→ **Source extract**
Segment Open
Composite Volcano Facts

Composite volcanoes, or strato volcanoes, reach heights of more than 10,000 feet and feature the iconic volcano shape, with steep, concave sides. Their eruptions are explosive and typically involve pyroclastic flows; eruptive columns; and lahars, or mudslides. Mount St. Helens and Mount Fuji are famous examples of composite volcanoes.

Composite Volcano Causes

Composite volcanoes are typically found along tectonic subduction zones. Here, one plate is pushed beneath the other, causing it to melt. The resulting magma works its way to the surface, forming composite volcanoes. This process creates thick, explosive andesite and dacite lava.

Shield Volcano Facts

Shield volcanoes are among the planet’s largest volcanoes, with broad, gently sloping sides. Mauna Loa is the largest volcano on earth, with a volume of 19,000 cubic miles and a surface area of 2,035 square miles. Mauna Kea is the tallest volcano on earth, rising 13,796 feet above sea level, but an incredible 31,796 feet above the seafloor.

Shield Volcano Causes

Volcanic hotspots and tectonic divergent boundaries create shield volcanoes. Hotspots represent thermal plumes of superheated magma under the earth’s crust. An oceanic hotspot is responsible for forming the Hawaiian Islands. Divergent zones occur where plates are spreading apart. Basaltic lava pours into the resulting space, creating new crust. Shield volcanoes can also occasionally form in subduction zones.
Segment Closed
→ **What to produce**
Write out the passage of the volcano text from "Shield Volcano Facts" up to and including "in subduction zones.", word for word. The data below is drawn from a separate source and is unrelated to the volcano text.

→ **Supplied entries**
Segment Open
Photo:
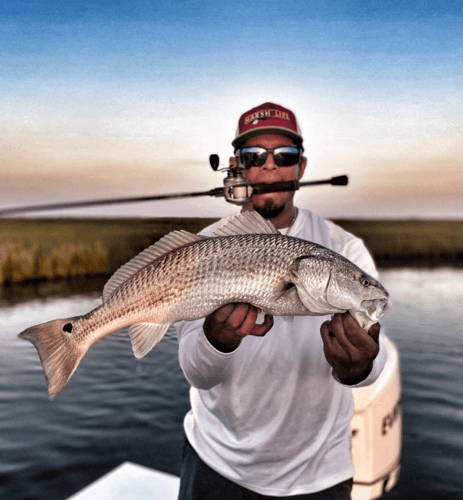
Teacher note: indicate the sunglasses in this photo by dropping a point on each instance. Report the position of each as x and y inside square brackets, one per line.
[256, 156]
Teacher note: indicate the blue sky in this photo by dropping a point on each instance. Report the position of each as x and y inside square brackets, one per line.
[101, 99]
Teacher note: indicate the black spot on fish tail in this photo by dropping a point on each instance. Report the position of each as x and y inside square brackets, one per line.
[59, 352]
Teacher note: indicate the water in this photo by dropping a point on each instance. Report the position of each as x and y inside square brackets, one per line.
[117, 408]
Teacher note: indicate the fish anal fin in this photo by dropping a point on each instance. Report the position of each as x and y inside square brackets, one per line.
[144, 336]
[246, 223]
[166, 244]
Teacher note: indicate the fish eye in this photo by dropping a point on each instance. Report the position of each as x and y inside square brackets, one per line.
[365, 282]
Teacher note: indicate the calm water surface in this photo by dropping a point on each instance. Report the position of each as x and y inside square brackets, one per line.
[117, 408]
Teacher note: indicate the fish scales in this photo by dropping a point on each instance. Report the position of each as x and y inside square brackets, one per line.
[187, 277]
Segment Closed
→ **Solved exercise**
Shield Volcano Facts

Shield volcanoes are among the planet’s largest volcanoes, with broad, gently sloping sides. Mauna Loa is the largest volcano on earth, with a volume of 19,000 cubic miles and a surface area of 2,035 square miles. Mauna Kea is the tallest volcano on earth, rising 13,796 feet above sea level, but an incredible 31,796 feet above the seafloor.

Shield Volcano Causes

Volcanic hotspots and tectonic divergent boundaries create shield volcanoes. Hotspots represent thermal plumes of superheated magma under the earth’s crust. An oceanic hotspot is responsible for forming the Hawaiian Islands. Divergent zones occur where plates are spreading apart. Basaltic lava pours into the resulting space, creating new crust. Shield volcanoes can also occasionally form in subduction zones.